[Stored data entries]
<<<<

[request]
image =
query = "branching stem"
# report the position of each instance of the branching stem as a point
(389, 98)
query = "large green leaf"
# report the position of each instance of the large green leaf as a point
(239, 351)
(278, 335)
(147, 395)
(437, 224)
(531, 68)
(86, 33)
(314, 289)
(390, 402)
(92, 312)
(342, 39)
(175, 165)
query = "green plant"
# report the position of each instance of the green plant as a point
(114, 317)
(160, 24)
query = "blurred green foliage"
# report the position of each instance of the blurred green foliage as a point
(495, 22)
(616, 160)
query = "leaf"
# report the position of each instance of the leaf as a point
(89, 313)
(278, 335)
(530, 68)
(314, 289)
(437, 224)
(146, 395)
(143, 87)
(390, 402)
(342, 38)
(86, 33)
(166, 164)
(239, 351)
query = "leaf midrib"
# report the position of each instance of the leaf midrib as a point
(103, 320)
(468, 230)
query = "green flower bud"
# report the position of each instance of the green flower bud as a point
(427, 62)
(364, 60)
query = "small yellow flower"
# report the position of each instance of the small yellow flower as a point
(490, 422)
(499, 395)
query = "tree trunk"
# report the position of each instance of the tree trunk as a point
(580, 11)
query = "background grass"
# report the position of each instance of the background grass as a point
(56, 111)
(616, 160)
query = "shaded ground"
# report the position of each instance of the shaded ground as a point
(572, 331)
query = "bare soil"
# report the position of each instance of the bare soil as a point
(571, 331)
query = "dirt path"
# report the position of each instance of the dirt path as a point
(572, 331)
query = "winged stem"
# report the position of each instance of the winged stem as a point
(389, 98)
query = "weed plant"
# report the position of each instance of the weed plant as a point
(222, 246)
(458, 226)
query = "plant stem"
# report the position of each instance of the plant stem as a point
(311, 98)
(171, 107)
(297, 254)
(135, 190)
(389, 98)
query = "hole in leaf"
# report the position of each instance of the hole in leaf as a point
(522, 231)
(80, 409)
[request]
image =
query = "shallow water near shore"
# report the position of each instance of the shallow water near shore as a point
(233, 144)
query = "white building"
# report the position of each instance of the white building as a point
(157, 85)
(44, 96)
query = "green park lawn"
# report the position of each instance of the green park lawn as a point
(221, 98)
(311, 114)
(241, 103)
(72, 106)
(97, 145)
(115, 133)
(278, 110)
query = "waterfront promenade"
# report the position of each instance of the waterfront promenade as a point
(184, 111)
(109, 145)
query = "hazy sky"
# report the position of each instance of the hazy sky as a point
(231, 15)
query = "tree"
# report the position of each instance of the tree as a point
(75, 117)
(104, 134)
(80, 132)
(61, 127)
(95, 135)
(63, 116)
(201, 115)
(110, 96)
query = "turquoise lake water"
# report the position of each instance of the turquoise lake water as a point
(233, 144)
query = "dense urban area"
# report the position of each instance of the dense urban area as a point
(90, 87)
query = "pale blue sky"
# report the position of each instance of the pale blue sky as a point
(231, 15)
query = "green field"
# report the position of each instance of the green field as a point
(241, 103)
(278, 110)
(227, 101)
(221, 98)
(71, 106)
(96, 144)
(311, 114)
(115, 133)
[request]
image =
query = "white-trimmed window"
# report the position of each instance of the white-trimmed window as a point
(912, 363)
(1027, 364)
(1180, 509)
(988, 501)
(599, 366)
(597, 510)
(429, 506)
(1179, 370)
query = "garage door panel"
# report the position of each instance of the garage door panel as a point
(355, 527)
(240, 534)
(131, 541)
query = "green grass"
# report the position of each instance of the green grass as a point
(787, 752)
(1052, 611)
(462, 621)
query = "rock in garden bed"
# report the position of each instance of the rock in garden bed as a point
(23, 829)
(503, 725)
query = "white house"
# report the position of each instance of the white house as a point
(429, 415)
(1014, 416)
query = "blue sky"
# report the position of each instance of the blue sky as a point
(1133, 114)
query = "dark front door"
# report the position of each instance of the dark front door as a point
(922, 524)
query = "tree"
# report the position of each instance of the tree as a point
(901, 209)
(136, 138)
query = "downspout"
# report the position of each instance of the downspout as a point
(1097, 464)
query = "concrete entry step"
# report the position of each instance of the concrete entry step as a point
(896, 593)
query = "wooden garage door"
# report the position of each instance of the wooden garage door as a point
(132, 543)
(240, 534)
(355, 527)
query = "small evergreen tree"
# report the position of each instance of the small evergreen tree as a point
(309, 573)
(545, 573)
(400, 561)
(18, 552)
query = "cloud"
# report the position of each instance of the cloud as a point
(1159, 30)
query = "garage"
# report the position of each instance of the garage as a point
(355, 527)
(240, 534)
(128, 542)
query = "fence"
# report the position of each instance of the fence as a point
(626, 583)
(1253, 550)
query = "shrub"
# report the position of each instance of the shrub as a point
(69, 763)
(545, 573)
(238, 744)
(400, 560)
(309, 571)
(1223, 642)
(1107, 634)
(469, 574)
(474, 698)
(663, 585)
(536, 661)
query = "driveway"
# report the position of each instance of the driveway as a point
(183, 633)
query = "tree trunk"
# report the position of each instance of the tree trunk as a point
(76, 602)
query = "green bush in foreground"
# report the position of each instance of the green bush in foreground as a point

>>>>

▶ _WORK TO BE COMPLETED_
Take the material above and return all of it exactly.

▶ _RESPONSE_
[request]
image =
query = "branching stem"
# report the position of each instance of the branching stem as a point
(389, 98)
query = "large green leaf"
# report the position of each instance of the large green leaf as a point
(239, 351)
(278, 335)
(147, 395)
(437, 224)
(531, 68)
(86, 33)
(314, 289)
(390, 402)
(92, 312)
(342, 39)
(175, 165)
query = "green plant"
# report the position of each instance of the green plant as a point
(114, 317)
(160, 24)
query = "blurred green foliage"
# report the position of each instance of the blurred green foliage as a point
(495, 22)
(616, 160)
query = "leaf"
# report the position of each instance of the leaf as a point
(89, 313)
(278, 335)
(530, 68)
(314, 289)
(437, 224)
(146, 395)
(143, 87)
(390, 402)
(342, 38)
(86, 33)
(166, 164)
(239, 351)
query = "leaf midrib"
# report the position of each instance of the leaf midrib as a point
(103, 320)
(468, 230)
query = "green flower bud"
# report the position of each instance of the green flower bud as a point
(427, 62)
(364, 60)
query = "small yellow flower"
# report the position of each instance of the small yellow flower as a point
(490, 422)
(499, 395)
query = "tree trunk"
# report the position of each instance of the tree trunk as a point
(580, 11)
query = "background grass"
# report the position of each instance of the background grass as a point
(56, 111)
(616, 160)
query = "shaded ground"
# report the position of each instance of the shaded ground as a point
(572, 331)
query = "bare soil"
# report the position of each instance of the bare soil as a point
(571, 331)
query = "dirt path"
# report the position of each instance of the dirt path as a point
(572, 331)
query = "winged stem"
# report the position of each instance of the winged stem as a point
(389, 98)
query = "weed plant"
# report the position of each instance of the weed plant as a point
(222, 246)
(458, 226)
query = "plant stem"
# report the position of each instance of the plant stem as a point
(311, 98)
(171, 107)
(297, 254)
(135, 190)
(389, 98)
query = "hole in leaf"
# report the position of each instance of the hole in leaf as a point
(522, 231)
(80, 409)
[request]
image =
query = "shallow water near shore"
# report the position of each instance of the shallow water near shore as a point
(233, 144)
query = "white building"
# report the position of each instance of the white building as a point
(157, 85)
(44, 96)
query = "green park lawn"
# report the position of each instance of the green park lawn as a point
(221, 98)
(311, 114)
(241, 103)
(72, 106)
(97, 145)
(115, 133)
(278, 110)
query = "waterfront promenade"
# report the position of each instance of the waterfront promenade as a point
(184, 111)
(109, 145)
query = "hazy sky"
# report the position of each instance of the hazy sky as a point
(231, 15)
query = "tree"
# report the position of each instance of the tree as a point
(75, 117)
(104, 134)
(80, 132)
(61, 127)
(95, 135)
(63, 116)
(201, 115)
(110, 96)
query = "turquoise lake water"
# report the position of each instance of the turquoise lake water as a point
(233, 144)
query = "dense urban area"
# report the position of each instance of the dense urban area as a point
(90, 87)
query = "pale blue sky"
# report the position of each instance of the pale blue sky as a point
(231, 15)
query = "green field"
# report the position of each instance of the green field as a point
(241, 103)
(278, 110)
(227, 101)
(221, 98)
(71, 106)
(96, 144)
(311, 114)
(115, 133)
[request]
image =
query = "white-trimmed window"
# report the position of each instance of the white-trimmed window as a point
(912, 363)
(1027, 364)
(1180, 509)
(988, 501)
(599, 366)
(597, 510)
(429, 506)
(1179, 370)
query = "garage door panel"
# report the position of each instance of the garage door panel as a point
(355, 527)
(240, 534)
(131, 541)
query = "green grass"
# report the position of each instance of the green grass as a point
(787, 752)
(1052, 611)
(462, 621)
query = "rock in garden bed"
# report the position of each instance of the rock in garden bed as a point
(23, 829)
(503, 725)
query = "white house"
# report the position of each instance of the white house as a point
(429, 415)
(1014, 416)
query = "blue sky"
# report the position of each instance of the blue sky as a point
(1133, 114)
query = "dark front door"
# report the position of each instance of the dark front door as a point
(922, 524)
query = "tree"
# report the position of each instance of the tree as a point
(901, 209)
(136, 138)
query = "downspout"
# report the position of each instance of the downspout as a point
(1097, 464)
query = "concrete entry step"
# report the position of each instance of the concrete entry step as a point
(896, 593)
query = "wooden garage door"
# report the position of each instance of the wooden garage door as a point
(132, 543)
(240, 534)
(355, 527)
query = "small evergreen tree"
# report the position of each instance of the small evergreen tree as a point
(309, 573)
(545, 573)
(400, 561)
(18, 552)
query = "cloud"
# report the position of each instance of the cloud as a point
(1159, 30)
query = "garage"
# report the position of each instance of the garage as a point
(355, 527)
(240, 534)
(128, 542)
query = "fence"
# report the position of each instance of the fence as a point
(626, 583)
(1253, 550)
query = "shrub"
# report the position of each instance of the shrub as a point
(69, 763)
(545, 573)
(238, 744)
(400, 560)
(309, 571)
(1223, 642)
(1107, 634)
(469, 574)
(474, 698)
(663, 585)
(536, 661)
query = "driveway"
# report the position of each instance of the driveway as a point
(183, 633)
query = "tree trunk"
# report the position of each instance of the tree trunk as a point
(76, 602)
query = "green bush in foreground"
# report the position of each instance of the green bush in foreground as a point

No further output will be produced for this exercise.